Rows from a collection
□ □ □ □ □
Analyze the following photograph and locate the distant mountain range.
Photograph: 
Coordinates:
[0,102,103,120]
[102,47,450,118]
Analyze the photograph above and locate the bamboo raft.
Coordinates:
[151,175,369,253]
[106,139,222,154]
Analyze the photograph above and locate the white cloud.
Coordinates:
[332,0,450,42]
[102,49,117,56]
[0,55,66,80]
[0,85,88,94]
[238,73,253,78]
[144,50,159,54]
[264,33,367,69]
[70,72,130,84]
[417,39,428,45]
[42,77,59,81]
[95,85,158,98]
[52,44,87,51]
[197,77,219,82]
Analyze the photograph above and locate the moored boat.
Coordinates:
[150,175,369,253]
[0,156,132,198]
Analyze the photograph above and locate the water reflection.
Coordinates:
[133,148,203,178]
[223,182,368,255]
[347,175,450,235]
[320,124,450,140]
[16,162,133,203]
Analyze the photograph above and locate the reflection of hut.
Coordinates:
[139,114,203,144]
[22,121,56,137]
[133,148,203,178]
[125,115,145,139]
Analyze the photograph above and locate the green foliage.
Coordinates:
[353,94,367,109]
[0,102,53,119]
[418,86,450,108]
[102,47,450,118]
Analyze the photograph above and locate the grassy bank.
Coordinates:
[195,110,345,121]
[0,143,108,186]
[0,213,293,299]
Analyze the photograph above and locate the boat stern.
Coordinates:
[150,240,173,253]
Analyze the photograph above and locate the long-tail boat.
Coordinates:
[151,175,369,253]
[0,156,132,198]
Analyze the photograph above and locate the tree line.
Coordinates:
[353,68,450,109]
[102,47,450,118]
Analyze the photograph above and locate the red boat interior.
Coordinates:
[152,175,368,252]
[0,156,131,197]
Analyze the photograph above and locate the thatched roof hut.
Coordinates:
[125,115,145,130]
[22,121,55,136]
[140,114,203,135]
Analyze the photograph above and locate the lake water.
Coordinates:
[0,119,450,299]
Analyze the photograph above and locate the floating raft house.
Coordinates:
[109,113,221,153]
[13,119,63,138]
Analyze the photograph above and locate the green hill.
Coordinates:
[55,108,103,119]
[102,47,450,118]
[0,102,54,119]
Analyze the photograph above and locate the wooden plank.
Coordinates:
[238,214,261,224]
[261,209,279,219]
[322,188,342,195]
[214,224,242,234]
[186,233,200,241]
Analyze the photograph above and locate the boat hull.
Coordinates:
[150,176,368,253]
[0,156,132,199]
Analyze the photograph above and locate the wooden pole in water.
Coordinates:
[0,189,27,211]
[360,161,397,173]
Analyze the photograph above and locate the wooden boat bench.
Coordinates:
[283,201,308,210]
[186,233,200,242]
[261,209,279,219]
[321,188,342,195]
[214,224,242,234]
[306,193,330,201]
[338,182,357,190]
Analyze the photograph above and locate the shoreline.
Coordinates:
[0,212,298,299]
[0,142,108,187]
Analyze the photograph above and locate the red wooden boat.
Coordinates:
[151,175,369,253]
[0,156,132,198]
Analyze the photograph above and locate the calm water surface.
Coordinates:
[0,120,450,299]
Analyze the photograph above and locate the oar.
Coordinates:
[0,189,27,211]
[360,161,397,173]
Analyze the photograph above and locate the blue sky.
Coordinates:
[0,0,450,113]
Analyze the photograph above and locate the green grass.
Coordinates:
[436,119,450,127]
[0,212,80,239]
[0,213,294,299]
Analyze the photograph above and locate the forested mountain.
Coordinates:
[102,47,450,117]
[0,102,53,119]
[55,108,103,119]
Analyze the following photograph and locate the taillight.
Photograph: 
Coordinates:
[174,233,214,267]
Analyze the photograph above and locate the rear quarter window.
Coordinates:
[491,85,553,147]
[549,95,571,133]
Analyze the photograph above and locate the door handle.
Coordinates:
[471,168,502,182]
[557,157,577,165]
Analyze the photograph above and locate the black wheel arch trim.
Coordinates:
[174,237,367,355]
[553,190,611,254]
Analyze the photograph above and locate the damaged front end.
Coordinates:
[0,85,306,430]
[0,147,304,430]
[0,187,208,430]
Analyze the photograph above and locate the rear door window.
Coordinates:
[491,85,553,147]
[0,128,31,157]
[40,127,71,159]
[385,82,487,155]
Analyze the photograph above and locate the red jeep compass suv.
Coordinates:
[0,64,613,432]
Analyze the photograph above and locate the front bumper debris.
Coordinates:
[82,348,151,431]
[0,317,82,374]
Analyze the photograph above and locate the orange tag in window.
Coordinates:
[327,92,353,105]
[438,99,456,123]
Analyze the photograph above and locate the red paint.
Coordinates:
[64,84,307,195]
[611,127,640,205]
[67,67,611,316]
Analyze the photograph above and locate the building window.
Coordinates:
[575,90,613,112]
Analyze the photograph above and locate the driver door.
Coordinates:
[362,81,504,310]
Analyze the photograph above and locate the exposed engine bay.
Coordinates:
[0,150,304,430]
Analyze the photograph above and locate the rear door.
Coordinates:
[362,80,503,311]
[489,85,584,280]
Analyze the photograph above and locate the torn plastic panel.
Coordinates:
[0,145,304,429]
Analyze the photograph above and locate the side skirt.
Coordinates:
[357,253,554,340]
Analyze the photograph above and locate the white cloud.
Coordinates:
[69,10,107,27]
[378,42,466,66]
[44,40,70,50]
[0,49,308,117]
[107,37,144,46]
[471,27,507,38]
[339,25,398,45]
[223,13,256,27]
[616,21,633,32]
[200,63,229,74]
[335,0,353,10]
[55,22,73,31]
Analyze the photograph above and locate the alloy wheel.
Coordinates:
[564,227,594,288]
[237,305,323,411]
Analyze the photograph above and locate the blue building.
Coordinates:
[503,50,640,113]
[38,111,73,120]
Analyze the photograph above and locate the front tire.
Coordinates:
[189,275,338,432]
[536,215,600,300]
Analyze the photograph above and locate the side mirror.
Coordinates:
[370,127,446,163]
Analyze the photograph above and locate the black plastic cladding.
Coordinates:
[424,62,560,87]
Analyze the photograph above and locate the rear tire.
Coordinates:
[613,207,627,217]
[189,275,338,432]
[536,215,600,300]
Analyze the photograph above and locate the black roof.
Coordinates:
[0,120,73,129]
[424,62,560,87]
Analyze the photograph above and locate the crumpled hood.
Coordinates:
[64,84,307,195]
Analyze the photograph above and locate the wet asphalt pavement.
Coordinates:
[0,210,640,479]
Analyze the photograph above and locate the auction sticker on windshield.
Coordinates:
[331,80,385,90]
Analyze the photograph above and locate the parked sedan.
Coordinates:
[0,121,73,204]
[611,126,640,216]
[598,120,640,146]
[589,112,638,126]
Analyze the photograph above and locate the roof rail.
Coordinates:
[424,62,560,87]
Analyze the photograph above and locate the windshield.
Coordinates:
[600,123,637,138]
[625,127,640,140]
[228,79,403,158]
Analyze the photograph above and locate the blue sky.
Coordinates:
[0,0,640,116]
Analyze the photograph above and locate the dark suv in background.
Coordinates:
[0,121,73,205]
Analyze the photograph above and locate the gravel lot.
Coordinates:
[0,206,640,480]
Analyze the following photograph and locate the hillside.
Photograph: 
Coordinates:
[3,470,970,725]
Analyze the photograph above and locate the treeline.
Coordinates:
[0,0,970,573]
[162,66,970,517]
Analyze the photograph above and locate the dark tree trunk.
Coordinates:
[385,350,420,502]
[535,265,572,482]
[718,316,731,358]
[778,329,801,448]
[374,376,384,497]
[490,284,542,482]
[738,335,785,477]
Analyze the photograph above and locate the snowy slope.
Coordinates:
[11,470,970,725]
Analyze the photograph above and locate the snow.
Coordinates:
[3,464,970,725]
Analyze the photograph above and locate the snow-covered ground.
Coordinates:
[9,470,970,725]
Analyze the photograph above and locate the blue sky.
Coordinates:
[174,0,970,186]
□ □ □ □ □
> **Your objective**: How many rows above contain the string "tire"? Case counts. Reply with the number alone.

> **Answer below**: 2